◆ **Directive**
Please copy out the data starting with the line with "Note to the class: locate the house" and going on through the line with "<point>72,7</point>", both included, shifting every coordinate in the answers up by 123 and leaving all other text as it is. Return only these lines.

◆ **Data section**
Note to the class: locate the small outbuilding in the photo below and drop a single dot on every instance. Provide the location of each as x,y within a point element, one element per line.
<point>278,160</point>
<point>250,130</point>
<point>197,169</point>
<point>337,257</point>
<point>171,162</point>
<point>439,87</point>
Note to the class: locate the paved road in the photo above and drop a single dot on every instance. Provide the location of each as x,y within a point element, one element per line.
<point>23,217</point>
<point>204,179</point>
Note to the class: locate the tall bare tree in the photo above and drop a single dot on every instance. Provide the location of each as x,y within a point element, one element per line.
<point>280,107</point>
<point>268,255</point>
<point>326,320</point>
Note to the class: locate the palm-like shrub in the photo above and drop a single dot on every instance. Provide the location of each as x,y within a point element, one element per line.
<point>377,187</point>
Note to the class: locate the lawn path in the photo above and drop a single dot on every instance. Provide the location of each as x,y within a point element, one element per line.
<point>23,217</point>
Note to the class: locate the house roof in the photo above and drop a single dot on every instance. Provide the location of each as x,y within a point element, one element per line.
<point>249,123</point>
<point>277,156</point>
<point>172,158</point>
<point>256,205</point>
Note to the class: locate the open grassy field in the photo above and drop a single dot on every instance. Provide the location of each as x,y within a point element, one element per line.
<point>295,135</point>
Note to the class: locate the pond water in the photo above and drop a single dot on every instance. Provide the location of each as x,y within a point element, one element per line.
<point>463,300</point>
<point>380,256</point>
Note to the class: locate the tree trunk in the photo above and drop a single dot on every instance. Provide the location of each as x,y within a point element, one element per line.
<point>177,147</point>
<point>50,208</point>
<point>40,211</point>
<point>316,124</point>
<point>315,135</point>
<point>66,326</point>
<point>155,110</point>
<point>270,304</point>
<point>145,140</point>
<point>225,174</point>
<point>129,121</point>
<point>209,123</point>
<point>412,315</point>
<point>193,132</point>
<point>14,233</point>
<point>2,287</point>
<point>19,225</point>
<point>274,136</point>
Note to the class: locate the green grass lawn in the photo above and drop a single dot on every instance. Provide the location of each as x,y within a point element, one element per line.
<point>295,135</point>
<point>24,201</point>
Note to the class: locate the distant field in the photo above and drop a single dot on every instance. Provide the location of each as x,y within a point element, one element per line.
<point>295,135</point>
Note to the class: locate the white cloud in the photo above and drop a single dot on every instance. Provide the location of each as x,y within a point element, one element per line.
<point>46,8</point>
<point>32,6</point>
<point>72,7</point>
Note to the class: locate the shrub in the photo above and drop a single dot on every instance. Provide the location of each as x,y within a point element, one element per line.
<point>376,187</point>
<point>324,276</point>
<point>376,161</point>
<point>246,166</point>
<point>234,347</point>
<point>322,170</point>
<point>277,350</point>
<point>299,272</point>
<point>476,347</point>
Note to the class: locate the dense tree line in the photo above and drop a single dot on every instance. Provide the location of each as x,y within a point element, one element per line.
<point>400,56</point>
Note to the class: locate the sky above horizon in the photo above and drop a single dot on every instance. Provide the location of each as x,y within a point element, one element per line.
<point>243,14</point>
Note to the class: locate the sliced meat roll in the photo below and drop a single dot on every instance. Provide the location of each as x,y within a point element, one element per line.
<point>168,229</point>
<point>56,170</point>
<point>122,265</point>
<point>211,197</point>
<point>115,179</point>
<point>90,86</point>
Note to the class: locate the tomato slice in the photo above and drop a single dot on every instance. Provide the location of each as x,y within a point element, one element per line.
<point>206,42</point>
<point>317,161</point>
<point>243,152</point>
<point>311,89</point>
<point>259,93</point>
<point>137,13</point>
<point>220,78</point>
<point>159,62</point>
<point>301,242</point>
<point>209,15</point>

◆ **Exercise answer**
Note to the class: locate the house roof in the photo above and drop a single dot on every instance. Provide the location of each as x,y within a point element, one element per line.
<point>372,246</point>
<point>400,279</point>
<point>295,281</point>
<point>379,328</point>
Note to the class: locate the open grassy field in the photo above and drop a single dot on every instance. Provide the location of each as x,y within a point element, one element per line.
<point>418,258</point>
Note to the class: locate the pond water in the photo above and drop a single dot on every instance. Provide the location of each as x,y within a point element, one element per line.
<point>586,423</point>
<point>503,379</point>
Note to the class: locate the tree trunk in the photo above and drop a single dot on every instance. Provide the location of each as x,y within a point element, one element per line.
<point>300,270</point>
<point>173,331</point>
<point>163,334</point>
<point>439,247</point>
<point>438,258</point>
<point>189,449</point>
<point>278,233</point>
<point>393,427</point>
<point>268,263</point>
<point>348,297</point>
<point>252,244</point>
<point>332,246</point>
<point>535,438</point>
<point>316,255</point>
<point>137,356</point>
<point>125,410</point>
<point>142,348</point>
<point>397,259</point>
Note to the class: locate the green grass lawn in the photo above and drop a single dot on every instance. Provide the location of each as x,y within a point element, one element per line.
<point>418,258</point>
<point>147,324</point>
Note to the class: locate the distant field in the photo above and drop a single dot on every instance. Provide the location of each as x,y within a point element, one element per line.
<point>418,258</point>
Note to the class: locate the white cloud in the photo above and drop a single dot on every instance. Provide the location of each as x,y within a point element, one element per line.
<point>169,131</point>
<point>155,129</point>
<point>195,130</point>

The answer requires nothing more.